▶ **TASKS AND EXERCISES**:
1. Reproduce the stretch of the article on vegetarian diets and the environment from "Living a vegetarian" through "for 6 months.", word for word.
2. Tell whether each statement agrees with the article on vegetarian diets and the environment, answering yes or no and quoting the words of the article that decide it: (a) Livestock accounts for about 80% of global agricultural land. (b) Producing a chicken breast takes under 500 litres of water. (c) Plants take up half of the world's habitable land.
3. Write what comes next in the article on vegetarian diets and the environment, picking up after its last sentence.

▶ **PAGE EXTRACT**:
——
Living a vegetarian lifestyle has many fantastic benefits for our health but have you ever considered how it impacts the environment?
Being vegetarian means you are not contributing to the process required to produce meat including the extensive use of land, fuel, and water. Studies have found human eat twice as much meat as we did 30 years ago. All of these animals require vast amounts of food and water, emit methane and other greenhouse gases and create physical waste.
Here are some facts that demonstrate the effectiveness of being vegetarian on the environment:
- Eating a veggie diet means 2.5 x less carbon emissions than a meat diet.
- A chicken breast takes over 735 litres of water to produce, that could fill up your bathtub 4.6 times.
- By eating vegetarian food for a year you could save the same amount of emissions as a family taking a small car off the road for 6 months.
Still need more convincing? Here are some of the key vegetarian environmental benefits:
Requires less land
Agriculture takes up half of the world’s habitable land. Livestock accounts for about 80% of global agricultural land but produces less than 20% of the world’s calories. Meanwhile, plants continue to supply us with more calories and protein, even though they only take up 23% of habitable land.
——
▶ **STUDY MATERIAL**:
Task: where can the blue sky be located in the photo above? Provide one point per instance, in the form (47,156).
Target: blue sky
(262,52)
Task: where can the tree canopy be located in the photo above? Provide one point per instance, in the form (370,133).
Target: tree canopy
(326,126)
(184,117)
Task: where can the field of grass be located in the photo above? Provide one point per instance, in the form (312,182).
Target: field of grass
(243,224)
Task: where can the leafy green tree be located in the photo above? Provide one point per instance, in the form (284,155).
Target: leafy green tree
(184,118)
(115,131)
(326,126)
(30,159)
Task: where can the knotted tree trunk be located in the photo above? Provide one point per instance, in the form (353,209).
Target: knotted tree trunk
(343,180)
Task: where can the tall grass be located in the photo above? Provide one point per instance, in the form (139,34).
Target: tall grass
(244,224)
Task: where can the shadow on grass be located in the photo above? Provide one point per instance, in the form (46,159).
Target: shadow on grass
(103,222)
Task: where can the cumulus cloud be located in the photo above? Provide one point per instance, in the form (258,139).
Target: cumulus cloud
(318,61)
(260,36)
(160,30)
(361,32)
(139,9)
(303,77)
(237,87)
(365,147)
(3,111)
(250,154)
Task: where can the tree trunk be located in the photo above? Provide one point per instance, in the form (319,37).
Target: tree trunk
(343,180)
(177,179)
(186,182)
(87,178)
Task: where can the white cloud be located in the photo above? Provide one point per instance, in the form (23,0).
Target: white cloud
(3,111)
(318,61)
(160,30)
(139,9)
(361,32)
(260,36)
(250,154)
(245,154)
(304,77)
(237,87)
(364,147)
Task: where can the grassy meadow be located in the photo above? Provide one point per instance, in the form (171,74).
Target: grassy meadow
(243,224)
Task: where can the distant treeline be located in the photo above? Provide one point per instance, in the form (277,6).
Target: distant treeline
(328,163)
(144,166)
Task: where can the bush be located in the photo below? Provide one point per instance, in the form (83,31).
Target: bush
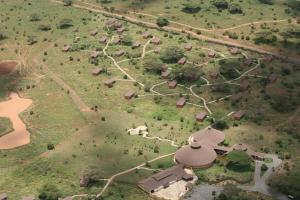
(238,161)
(65,23)
(49,192)
(220,125)
(235,9)
(44,27)
(220,4)
(162,21)
(191,7)
(171,54)
(68,2)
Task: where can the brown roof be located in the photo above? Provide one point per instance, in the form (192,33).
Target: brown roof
(236,97)
(28,198)
(209,136)
(163,179)
(97,70)
(188,46)
(129,94)
(95,54)
(211,54)
(248,61)
(121,30)
(110,82)
(181,102)
(239,114)
(136,44)
(182,61)
(66,48)
(146,35)
(244,84)
(103,39)
(240,147)
(201,116)
(94,32)
(234,50)
(165,74)
(222,148)
(3,196)
(213,75)
(272,78)
(120,52)
(195,155)
(155,40)
(172,84)
(157,50)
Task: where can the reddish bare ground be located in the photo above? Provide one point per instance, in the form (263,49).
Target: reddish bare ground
(7,66)
(12,109)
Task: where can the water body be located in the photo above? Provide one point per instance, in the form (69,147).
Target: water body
(12,109)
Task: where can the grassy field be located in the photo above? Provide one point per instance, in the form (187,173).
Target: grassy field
(5,126)
(97,141)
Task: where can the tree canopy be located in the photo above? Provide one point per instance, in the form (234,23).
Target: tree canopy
(161,21)
(238,161)
(171,54)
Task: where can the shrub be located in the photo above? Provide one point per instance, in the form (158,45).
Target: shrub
(161,21)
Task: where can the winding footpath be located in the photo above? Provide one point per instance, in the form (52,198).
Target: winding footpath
(222,41)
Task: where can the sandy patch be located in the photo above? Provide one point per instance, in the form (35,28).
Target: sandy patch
(176,190)
(140,130)
(7,66)
(12,109)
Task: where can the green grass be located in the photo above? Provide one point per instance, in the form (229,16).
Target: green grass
(5,126)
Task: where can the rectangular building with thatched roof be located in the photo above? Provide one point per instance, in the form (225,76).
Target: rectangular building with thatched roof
(164,179)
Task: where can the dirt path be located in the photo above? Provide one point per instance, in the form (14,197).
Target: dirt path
(223,41)
(117,65)
(12,109)
(129,170)
(72,93)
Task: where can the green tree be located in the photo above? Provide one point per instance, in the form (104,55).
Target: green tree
(220,4)
(235,9)
(191,7)
(127,40)
(171,54)
(65,23)
(153,65)
(238,161)
(49,192)
(68,2)
(161,21)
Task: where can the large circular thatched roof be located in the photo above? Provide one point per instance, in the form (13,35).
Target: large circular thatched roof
(195,155)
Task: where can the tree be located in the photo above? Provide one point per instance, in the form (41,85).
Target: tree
(220,4)
(220,125)
(269,2)
(171,54)
(65,23)
(34,17)
(161,21)
(68,2)
(153,65)
(235,9)
(49,192)
(2,35)
(191,7)
(44,27)
(127,40)
(228,68)
(238,161)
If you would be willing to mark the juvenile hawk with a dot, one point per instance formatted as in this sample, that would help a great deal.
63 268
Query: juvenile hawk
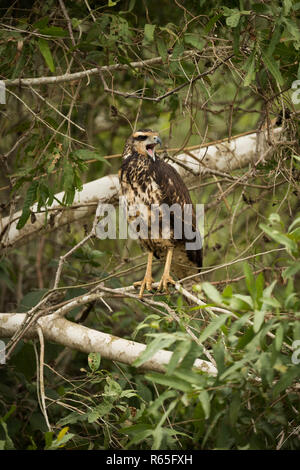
147 182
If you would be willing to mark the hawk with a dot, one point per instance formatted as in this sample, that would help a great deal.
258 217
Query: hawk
152 185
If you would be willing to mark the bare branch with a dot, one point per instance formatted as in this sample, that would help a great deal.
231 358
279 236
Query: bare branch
87 340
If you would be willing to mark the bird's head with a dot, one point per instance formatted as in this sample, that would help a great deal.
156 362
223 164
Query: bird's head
143 142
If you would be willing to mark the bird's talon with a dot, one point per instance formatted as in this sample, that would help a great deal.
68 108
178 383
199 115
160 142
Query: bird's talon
163 285
146 283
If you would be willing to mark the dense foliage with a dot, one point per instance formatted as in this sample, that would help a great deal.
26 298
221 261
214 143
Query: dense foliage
226 68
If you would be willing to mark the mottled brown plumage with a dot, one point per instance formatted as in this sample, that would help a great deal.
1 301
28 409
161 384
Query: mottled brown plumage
145 180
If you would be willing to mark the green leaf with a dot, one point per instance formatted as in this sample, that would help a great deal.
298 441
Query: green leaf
290 245
46 53
194 40
214 325
279 337
205 402
94 360
100 410
162 49
291 270
250 281
272 66
180 352
149 33
160 342
249 67
55 31
286 380
259 316
233 20
212 292
234 408
170 381
86 154
29 200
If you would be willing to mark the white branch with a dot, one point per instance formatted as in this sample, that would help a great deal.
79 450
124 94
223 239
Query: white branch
87 340
223 156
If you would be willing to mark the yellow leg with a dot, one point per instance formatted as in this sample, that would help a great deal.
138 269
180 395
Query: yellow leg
147 281
166 278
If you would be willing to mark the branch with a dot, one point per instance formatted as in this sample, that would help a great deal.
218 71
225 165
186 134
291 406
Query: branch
69 77
87 340
219 157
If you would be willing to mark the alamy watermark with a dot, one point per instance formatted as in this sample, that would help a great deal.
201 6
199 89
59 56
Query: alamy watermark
140 221
2 92
296 93
296 353
2 352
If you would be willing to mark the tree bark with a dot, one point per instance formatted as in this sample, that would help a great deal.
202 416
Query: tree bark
220 157
87 340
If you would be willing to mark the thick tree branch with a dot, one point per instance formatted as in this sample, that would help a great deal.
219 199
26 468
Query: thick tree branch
87 340
216 158
69 77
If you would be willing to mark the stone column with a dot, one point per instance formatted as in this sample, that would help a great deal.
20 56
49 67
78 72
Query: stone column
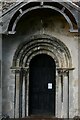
58 95
63 93
16 96
27 93
23 97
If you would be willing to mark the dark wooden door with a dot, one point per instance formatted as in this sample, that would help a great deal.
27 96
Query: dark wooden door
42 86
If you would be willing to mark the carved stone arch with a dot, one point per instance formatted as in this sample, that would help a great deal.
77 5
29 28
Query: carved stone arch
26 51
27 7
46 44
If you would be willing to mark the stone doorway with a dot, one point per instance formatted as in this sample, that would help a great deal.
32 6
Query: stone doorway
42 86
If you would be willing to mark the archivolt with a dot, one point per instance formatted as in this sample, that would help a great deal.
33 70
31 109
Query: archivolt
42 44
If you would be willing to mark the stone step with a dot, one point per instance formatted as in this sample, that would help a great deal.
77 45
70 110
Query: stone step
37 118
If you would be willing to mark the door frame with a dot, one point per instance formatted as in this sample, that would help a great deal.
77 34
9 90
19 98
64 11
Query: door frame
42 44
54 83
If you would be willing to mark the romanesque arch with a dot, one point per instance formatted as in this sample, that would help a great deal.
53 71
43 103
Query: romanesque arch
39 44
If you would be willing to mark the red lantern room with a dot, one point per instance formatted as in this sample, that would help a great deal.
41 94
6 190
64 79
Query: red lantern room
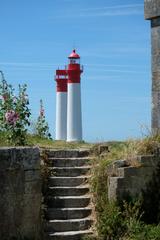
74 58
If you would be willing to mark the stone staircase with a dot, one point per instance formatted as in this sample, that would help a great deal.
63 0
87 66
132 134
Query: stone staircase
69 201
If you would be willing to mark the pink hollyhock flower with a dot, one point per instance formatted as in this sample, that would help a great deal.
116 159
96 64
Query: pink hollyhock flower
11 117
5 96
42 112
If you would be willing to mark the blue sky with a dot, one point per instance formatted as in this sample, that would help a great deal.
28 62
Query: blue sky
113 40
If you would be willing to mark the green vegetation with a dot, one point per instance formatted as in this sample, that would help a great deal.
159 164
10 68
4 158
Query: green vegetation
131 219
35 140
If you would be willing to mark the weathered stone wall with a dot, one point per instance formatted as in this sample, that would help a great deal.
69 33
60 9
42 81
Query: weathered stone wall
20 193
152 12
125 180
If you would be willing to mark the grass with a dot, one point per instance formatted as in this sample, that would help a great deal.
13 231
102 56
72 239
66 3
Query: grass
33 140
125 221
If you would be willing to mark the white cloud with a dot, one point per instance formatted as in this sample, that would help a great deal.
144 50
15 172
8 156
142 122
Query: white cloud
118 10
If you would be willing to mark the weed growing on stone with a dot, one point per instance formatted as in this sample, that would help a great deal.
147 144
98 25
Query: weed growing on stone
126 220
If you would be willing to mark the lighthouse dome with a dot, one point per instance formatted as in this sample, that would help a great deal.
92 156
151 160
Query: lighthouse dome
74 55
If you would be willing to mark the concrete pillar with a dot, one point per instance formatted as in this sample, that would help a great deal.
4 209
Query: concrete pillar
152 12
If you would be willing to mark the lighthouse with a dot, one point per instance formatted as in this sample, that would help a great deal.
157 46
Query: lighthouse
74 114
61 104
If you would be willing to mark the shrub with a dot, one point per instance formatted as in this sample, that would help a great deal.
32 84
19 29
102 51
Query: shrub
42 128
14 113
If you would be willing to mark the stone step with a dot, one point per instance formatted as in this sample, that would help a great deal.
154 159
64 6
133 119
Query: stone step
69 191
68 201
67 153
71 235
68 181
69 162
68 213
70 171
68 225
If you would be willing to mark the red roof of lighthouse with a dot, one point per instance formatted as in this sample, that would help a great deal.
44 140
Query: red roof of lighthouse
74 54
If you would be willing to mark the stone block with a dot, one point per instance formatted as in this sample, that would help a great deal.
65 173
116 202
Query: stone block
148 161
152 8
20 193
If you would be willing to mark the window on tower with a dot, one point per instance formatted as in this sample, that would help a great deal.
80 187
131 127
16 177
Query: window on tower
74 61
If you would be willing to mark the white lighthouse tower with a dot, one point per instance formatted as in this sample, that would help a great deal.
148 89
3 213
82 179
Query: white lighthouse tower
74 115
61 105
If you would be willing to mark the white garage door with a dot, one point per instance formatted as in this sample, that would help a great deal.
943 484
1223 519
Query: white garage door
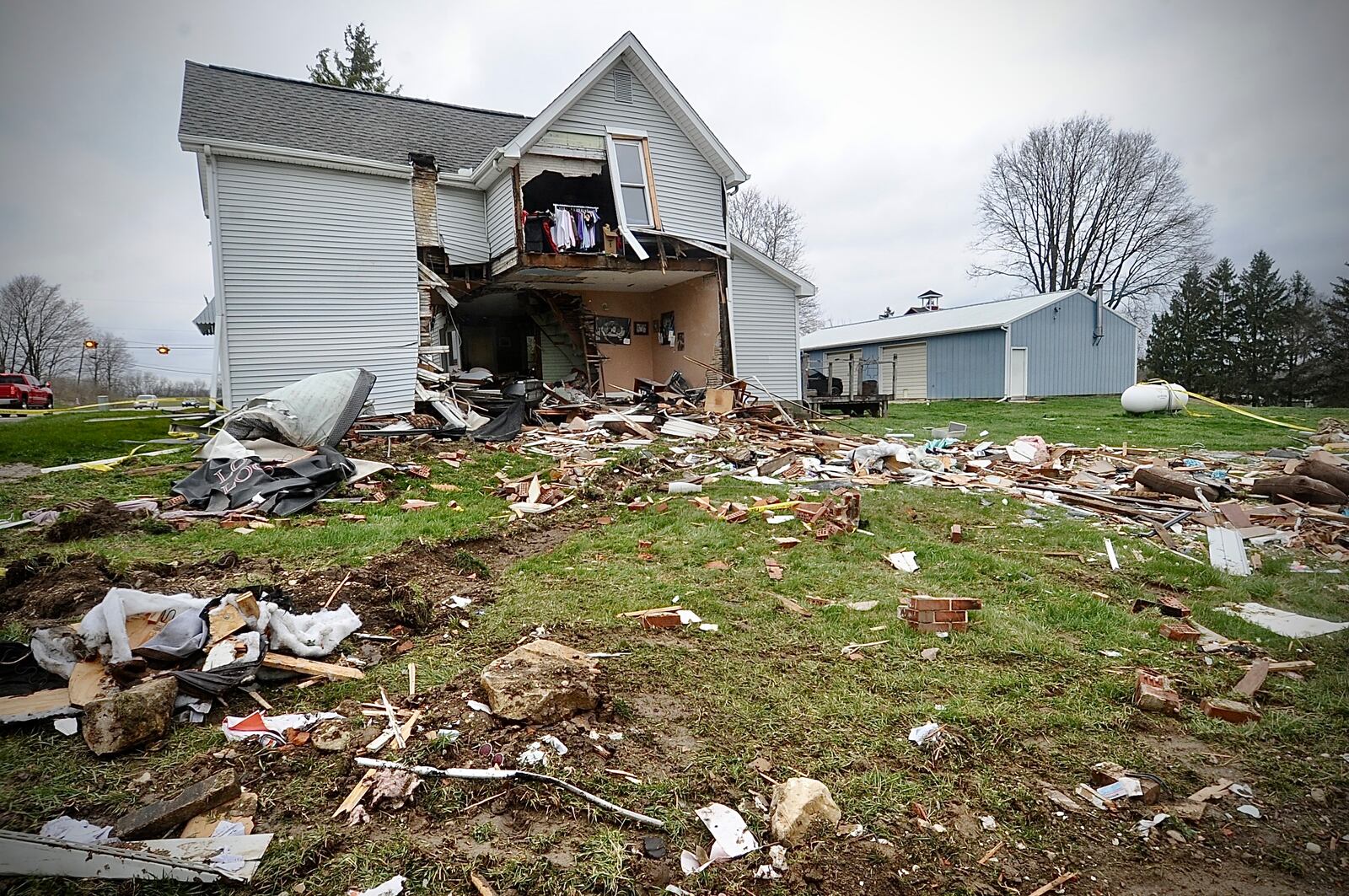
841 366
907 365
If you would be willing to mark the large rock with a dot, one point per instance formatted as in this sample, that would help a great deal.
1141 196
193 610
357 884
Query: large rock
800 804
541 682
130 718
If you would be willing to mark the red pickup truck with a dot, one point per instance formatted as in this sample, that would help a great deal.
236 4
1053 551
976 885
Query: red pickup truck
22 390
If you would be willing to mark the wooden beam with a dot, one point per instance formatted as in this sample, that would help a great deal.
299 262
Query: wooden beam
310 667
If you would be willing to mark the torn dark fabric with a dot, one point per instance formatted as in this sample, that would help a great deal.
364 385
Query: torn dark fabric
503 427
218 682
243 483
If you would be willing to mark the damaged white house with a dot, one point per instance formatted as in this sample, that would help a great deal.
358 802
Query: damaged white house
584 244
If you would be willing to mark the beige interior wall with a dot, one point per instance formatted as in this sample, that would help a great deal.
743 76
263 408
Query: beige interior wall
696 314
625 362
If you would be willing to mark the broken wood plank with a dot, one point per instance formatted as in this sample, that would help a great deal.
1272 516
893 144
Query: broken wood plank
1299 489
1254 679
38 705
1056 883
170 813
310 667
1329 474
1174 483
357 794
35 856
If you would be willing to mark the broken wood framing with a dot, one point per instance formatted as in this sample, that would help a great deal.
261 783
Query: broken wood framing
505 775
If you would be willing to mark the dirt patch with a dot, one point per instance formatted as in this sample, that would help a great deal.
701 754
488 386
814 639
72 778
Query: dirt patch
103 518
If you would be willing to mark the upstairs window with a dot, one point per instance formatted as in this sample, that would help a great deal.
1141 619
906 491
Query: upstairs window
633 181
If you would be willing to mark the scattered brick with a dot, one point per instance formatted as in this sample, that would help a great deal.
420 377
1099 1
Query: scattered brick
1232 711
1153 693
1180 630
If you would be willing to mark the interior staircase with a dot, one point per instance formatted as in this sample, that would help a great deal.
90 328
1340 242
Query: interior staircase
564 321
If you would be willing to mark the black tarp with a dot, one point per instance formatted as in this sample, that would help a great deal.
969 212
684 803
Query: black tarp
503 427
223 485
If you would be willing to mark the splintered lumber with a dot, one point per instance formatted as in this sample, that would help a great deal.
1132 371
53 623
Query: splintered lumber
310 667
1301 489
357 792
172 813
506 775
1174 483
1254 679
1329 474
1293 666
1056 883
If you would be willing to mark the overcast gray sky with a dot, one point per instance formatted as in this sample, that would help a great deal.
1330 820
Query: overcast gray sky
876 121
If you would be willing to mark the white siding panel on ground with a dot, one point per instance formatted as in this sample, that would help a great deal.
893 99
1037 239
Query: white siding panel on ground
463 224
764 311
320 273
907 365
688 189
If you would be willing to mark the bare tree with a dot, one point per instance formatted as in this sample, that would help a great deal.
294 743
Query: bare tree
1078 204
111 363
45 331
775 227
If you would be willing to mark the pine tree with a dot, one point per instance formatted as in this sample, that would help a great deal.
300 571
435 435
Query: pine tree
1260 312
1177 343
362 71
1335 359
1302 341
1216 335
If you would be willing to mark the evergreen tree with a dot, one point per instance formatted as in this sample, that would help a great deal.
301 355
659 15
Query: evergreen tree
1177 343
1302 341
1260 311
1335 368
1216 338
362 71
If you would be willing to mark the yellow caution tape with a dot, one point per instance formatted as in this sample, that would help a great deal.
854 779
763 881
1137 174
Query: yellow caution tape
44 412
1227 406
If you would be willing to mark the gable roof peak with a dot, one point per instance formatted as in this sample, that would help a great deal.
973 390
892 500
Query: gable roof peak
——
▶ **PER-TASK ANSWERS**:
1.
Living a vegetarian lifestyle has many fantastic benefits for our health but have you ever considered how it impacts the environment?
Being vegetarian means you are not contributing to the process required to produce meat including the extensive use of land, fuel, and water. Studies have found human eat twice as much meat as we did 30 years ago. All of these animals require vast amounts of food and water, emit methane and other greenhouse gases and create physical waste.
Here are some facts that demonstrate the effectiveness of being vegetarian on the environment:
- Eating a veggie diet means 2.5 x less carbon emissions than a meat diet.
- A chicken breast takes over 735 litres of water to produce, that could fill up your bathtub 4.6 times.
- By eating vegetarian food for a year you could save the same amount of emissions as a family taking a small car off the road for 6 months.

2.
(a) Yes: "Livestock accounts for about 80% of global agricultural land"
(b) No: "A chicken breast takes over 735 litres of water to produce"
(c) No: "they only take up 23% of habitable land"

3.
Produces fewer emissions
Animal produce methane, nitrous oxide, and other gasses that pollute the air, warm the earth, and accelerate climate change. Cows are the worst culprit by far, emitting four times more greenhouse gases per calorie than pigs or chickens. Whereas like trees, crops produce oxygen, which is incredibly beneficial to the environment. The entire process of producing, packaging, and transporting meat also produces more emissions than it does to process plants.
Now you can be satisfied about the health and environmental benefits of being vegetarian.